Problem to work on:
Copy the entries below word for word, starting at the line that contains "Category: sandy soil" and ending at the final line of the entries.

A data block
---------------

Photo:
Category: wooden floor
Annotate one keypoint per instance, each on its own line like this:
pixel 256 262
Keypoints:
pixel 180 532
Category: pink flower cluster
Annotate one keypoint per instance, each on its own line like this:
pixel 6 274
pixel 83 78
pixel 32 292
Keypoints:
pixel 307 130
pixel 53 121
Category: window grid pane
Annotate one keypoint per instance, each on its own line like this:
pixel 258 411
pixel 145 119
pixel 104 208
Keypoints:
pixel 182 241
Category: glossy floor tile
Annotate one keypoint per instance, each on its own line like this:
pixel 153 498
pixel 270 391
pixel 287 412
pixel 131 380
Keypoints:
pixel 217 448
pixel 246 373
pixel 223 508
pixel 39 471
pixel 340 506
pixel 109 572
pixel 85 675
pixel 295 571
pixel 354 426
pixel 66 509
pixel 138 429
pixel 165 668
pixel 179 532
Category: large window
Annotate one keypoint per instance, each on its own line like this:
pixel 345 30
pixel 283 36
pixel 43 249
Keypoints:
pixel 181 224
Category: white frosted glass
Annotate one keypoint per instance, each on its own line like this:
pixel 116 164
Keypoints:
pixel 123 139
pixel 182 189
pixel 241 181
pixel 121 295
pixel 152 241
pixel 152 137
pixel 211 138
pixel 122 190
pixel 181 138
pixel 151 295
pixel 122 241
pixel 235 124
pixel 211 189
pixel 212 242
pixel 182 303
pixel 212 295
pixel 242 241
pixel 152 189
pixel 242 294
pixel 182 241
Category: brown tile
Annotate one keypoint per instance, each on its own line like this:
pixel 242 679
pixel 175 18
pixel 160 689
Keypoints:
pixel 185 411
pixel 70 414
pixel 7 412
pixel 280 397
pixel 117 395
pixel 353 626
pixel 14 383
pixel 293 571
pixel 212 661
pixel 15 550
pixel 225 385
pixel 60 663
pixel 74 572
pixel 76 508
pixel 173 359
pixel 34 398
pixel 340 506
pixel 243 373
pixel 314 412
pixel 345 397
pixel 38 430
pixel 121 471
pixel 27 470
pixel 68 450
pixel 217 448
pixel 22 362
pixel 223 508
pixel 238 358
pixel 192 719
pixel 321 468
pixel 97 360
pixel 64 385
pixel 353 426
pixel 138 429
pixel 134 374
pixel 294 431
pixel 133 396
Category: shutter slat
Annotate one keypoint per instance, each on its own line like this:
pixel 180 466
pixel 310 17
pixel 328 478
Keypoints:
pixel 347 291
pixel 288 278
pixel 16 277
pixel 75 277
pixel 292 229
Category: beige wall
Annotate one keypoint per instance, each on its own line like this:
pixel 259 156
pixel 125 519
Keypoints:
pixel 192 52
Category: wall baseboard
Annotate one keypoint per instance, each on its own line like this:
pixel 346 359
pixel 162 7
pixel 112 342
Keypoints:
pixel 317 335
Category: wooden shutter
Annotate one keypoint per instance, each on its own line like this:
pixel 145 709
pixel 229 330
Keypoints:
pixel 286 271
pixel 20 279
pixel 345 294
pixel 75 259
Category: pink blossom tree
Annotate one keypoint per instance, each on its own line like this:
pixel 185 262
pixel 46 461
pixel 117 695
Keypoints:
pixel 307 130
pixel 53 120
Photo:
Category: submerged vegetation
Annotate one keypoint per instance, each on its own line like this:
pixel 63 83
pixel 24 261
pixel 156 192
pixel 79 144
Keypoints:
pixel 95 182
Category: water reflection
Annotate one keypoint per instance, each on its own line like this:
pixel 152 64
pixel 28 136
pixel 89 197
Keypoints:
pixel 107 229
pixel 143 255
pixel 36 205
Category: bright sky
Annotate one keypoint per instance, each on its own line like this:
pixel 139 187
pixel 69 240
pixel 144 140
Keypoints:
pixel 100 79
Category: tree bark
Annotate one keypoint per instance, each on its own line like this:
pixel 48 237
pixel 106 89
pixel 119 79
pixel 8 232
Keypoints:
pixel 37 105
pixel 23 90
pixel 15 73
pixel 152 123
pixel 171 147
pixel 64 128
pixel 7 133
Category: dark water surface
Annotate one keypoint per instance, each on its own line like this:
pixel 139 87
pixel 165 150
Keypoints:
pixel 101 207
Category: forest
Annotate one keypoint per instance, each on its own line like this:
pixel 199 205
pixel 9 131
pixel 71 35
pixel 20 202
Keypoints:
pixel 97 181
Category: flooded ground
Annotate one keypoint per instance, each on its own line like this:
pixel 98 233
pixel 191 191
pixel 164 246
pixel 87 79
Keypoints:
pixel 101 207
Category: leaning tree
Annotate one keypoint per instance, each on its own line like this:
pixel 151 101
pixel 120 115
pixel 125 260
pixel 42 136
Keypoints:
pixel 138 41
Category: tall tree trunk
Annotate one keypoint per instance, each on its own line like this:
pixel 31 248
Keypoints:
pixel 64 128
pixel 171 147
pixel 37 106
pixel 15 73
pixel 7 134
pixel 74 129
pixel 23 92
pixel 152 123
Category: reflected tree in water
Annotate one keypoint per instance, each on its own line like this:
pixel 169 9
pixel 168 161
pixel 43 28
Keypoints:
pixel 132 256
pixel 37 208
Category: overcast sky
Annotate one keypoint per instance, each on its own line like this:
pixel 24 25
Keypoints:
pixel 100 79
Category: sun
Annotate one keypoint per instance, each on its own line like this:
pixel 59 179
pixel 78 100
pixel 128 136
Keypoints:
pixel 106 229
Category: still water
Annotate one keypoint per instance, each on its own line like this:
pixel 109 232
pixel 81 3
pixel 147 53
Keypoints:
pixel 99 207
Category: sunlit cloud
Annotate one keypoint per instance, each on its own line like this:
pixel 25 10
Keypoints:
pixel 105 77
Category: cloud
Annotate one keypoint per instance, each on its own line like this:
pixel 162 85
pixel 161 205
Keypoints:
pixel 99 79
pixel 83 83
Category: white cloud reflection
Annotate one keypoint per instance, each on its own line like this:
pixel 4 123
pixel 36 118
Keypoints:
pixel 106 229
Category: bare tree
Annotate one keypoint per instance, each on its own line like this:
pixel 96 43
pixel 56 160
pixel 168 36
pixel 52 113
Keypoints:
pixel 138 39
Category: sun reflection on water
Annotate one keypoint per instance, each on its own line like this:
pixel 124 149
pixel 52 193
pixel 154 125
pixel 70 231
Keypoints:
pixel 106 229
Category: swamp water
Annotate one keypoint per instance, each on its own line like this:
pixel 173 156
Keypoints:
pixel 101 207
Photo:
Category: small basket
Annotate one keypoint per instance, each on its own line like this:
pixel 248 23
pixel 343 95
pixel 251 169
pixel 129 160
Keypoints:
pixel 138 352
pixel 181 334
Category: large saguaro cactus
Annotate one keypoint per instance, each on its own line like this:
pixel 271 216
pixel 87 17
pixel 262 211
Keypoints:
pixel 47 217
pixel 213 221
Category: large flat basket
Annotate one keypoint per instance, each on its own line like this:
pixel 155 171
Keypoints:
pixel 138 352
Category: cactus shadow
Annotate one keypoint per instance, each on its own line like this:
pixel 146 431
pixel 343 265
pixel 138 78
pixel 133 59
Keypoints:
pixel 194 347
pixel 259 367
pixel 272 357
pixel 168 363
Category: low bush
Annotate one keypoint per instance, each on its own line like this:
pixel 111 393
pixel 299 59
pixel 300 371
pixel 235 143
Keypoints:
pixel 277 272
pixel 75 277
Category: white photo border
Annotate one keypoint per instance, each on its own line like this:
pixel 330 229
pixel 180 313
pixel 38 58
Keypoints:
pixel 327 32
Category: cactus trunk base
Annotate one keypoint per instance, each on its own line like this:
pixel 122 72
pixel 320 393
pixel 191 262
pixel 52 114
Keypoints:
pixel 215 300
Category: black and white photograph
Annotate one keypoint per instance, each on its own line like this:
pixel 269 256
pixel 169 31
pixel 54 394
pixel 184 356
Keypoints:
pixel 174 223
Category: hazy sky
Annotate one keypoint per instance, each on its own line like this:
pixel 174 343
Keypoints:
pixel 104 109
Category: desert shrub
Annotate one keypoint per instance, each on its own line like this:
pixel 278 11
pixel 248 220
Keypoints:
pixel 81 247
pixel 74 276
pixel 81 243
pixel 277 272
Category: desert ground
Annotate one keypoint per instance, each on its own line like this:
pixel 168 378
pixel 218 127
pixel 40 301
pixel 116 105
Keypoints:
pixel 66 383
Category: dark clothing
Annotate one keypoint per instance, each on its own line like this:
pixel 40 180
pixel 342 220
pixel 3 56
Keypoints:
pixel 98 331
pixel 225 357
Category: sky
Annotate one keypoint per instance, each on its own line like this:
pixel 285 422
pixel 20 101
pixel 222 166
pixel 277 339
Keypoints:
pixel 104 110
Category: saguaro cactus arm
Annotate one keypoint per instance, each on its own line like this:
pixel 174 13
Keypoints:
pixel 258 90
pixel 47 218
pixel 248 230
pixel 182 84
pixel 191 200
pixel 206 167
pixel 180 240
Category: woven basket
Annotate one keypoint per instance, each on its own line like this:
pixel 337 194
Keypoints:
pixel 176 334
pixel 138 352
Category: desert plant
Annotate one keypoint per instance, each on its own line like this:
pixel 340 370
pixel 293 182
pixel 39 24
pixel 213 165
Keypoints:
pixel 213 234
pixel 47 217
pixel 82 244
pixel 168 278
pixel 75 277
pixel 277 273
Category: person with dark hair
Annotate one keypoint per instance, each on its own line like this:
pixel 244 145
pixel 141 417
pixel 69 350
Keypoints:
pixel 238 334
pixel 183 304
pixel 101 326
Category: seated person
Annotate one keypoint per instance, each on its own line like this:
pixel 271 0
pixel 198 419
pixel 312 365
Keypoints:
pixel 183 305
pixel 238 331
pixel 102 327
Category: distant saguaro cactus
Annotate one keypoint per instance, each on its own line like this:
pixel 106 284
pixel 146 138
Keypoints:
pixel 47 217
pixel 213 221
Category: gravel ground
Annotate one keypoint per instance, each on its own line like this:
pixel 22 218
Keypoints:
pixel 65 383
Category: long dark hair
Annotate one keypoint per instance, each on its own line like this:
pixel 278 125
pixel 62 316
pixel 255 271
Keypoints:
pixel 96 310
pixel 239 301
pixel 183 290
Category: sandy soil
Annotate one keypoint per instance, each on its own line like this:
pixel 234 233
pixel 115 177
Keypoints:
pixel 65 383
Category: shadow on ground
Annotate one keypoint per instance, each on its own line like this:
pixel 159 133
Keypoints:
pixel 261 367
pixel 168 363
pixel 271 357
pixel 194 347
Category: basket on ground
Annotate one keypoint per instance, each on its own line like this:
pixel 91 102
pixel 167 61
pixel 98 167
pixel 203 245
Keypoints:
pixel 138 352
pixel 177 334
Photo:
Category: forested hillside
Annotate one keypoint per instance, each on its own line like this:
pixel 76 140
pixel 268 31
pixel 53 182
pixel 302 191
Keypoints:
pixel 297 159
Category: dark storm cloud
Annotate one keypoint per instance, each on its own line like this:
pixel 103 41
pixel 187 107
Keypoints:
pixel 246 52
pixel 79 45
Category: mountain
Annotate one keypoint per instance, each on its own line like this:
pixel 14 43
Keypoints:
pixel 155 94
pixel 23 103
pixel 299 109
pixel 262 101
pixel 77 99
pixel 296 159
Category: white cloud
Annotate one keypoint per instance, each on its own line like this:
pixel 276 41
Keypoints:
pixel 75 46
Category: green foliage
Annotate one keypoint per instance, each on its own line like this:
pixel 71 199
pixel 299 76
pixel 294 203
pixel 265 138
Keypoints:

---------------

Answer to the task:
Category: sandy soil
Annotate one keypoint per instance, each on its own line like this:
pixel 234 233
pixel 115 177
Keypoints:
pixel 65 383
Category: shadow on ground
Annotate one keypoint per instance, each on its own line like this:
pixel 159 133
Keypoints:
pixel 261 367
pixel 168 363
pixel 271 357
pixel 194 347
Category: basket on ground
Annotate one keypoint per instance, each on its own line like this:
pixel 91 102
pixel 167 61
pixel 98 167
pixel 203 245
Keypoints:
pixel 138 352
pixel 177 334
Photo:
Category: forested hillside
Annotate one keypoint per instance, each on its own line like this:
pixel 76 140
pixel 268 31
pixel 53 182
pixel 302 191
Keypoints:
pixel 297 159
Category: dark storm cloud
Annotate one keypoint per instance, each on its own line like this:
pixel 103 41
pixel 187 107
Keypoints:
pixel 246 52
pixel 79 45
Category: mountain
Annotate one keypoint per instance, each on its own line like this:
pixel 14 43
Keypoints:
pixel 155 94
pixel 23 103
pixel 299 109
pixel 262 101
pixel 77 99
pixel 296 159
Category: white cloud
Annotate one keypoint per instance, each on its own line like this:
pixel 276 41
Keypoints:
pixel 75 46
Category: green foliage
Annotate one keypoint per instance, each on its own line like this:
pixel 71 199
pixel 299 76
pixel 294 203
pixel 265 138
Keypoints:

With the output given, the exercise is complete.